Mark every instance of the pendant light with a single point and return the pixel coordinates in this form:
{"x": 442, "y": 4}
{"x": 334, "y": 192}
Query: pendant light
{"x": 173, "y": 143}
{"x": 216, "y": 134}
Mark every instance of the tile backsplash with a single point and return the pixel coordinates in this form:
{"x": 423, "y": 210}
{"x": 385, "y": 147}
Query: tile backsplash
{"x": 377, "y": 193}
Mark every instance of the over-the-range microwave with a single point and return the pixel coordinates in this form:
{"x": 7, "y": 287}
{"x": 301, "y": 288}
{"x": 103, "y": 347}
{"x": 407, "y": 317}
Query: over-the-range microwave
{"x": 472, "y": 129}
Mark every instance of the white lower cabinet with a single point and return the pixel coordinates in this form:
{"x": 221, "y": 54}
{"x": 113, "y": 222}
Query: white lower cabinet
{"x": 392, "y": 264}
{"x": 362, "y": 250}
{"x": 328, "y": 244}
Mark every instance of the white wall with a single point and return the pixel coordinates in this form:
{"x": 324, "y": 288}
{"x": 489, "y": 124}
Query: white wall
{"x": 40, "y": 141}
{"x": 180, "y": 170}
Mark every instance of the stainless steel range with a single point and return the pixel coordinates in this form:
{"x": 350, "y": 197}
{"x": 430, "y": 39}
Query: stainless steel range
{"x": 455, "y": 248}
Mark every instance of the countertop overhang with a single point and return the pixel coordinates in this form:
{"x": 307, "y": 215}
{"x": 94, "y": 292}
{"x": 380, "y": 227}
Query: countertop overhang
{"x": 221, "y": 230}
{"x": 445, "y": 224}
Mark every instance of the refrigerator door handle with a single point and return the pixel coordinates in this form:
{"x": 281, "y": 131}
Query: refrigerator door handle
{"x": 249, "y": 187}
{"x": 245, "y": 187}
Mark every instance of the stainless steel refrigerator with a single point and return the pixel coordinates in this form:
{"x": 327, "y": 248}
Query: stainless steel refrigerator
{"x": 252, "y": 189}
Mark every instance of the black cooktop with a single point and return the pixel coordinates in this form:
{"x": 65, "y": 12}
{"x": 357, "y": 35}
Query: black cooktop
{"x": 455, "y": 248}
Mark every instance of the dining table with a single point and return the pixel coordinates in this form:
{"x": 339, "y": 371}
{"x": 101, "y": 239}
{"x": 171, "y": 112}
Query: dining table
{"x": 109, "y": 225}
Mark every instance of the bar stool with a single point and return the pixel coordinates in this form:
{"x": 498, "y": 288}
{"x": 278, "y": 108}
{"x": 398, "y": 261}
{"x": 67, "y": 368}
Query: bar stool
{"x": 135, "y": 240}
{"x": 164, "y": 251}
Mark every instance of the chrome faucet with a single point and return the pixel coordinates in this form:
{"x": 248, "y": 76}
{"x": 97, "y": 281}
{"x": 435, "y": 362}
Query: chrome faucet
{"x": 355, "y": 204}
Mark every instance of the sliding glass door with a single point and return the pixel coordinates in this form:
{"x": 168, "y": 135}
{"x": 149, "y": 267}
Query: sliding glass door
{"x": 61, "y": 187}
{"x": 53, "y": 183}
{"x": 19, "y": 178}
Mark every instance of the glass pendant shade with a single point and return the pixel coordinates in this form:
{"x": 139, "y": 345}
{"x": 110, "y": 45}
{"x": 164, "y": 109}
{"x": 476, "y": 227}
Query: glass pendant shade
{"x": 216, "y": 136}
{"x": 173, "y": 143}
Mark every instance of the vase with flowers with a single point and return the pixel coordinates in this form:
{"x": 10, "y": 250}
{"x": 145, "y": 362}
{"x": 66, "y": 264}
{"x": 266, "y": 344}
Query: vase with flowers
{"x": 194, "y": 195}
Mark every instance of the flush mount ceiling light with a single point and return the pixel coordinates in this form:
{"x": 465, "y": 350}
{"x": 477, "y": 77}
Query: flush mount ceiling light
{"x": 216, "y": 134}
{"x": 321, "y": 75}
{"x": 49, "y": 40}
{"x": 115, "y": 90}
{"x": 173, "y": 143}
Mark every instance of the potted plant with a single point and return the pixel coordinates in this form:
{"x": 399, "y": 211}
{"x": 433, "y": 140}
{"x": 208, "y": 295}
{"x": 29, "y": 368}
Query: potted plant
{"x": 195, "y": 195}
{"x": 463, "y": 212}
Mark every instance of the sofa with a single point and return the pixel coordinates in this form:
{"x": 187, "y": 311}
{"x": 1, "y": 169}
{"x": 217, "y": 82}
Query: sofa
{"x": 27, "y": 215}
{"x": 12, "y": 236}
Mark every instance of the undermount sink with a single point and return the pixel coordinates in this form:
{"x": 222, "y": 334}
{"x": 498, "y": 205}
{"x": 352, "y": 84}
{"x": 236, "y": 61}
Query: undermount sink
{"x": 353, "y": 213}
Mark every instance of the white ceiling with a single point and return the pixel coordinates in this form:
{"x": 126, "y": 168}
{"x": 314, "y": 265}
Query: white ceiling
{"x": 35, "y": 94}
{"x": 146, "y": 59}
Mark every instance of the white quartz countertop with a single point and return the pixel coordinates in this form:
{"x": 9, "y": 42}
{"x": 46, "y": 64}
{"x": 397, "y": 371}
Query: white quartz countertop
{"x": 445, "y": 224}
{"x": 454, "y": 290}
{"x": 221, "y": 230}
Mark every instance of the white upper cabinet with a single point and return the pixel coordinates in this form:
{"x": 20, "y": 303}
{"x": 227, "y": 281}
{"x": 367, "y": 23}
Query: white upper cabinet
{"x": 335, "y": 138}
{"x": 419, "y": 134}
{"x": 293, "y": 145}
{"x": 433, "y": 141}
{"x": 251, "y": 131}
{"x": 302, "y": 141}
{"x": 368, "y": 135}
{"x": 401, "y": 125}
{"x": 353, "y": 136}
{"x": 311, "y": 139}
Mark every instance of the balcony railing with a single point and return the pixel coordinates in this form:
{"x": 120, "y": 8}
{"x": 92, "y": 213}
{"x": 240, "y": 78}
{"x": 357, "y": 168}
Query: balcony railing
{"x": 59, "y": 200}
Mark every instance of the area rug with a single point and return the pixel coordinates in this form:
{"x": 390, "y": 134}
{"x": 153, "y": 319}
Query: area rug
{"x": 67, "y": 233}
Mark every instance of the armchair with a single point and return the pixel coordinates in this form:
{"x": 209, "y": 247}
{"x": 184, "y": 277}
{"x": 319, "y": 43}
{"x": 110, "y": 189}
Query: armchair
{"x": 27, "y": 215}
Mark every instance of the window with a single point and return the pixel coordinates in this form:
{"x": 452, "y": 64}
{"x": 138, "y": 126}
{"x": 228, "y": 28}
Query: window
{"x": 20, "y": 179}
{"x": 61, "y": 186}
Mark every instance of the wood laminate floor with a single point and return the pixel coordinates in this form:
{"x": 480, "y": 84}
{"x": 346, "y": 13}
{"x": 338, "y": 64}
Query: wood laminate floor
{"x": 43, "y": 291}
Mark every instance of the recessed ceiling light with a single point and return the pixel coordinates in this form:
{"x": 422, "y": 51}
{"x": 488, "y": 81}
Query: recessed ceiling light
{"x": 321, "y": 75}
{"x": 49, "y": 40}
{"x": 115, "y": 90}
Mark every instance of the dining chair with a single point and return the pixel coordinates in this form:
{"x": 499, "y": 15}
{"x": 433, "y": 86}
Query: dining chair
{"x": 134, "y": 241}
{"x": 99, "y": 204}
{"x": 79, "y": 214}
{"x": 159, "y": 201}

• _WHAT IS BEING ASKED_: Write out exactly the final stretch of the records: the line containing "Mark every instance of the wood" and every line after it, through the last, and nothing else.

• _SOLUTION TO THE PROBLEM_:
Mark every instance of the wood laminate floor with a single point and return the pixel coordinates in this form:
{"x": 480, "y": 84}
{"x": 346, "y": 13}
{"x": 338, "y": 64}
Query: wood laminate floor
{"x": 43, "y": 291}
Mark every instance of the recessed ceiling light with a single point and return the pixel coordinates in this form:
{"x": 422, "y": 51}
{"x": 488, "y": 81}
Query: recessed ceiling light
{"x": 321, "y": 75}
{"x": 49, "y": 40}
{"x": 115, "y": 90}
Mark every instance of the dining chair with a single point and return the pixel coordinates in this form:
{"x": 499, "y": 15}
{"x": 433, "y": 86}
Query: dining chair
{"x": 134, "y": 241}
{"x": 99, "y": 204}
{"x": 79, "y": 214}
{"x": 159, "y": 201}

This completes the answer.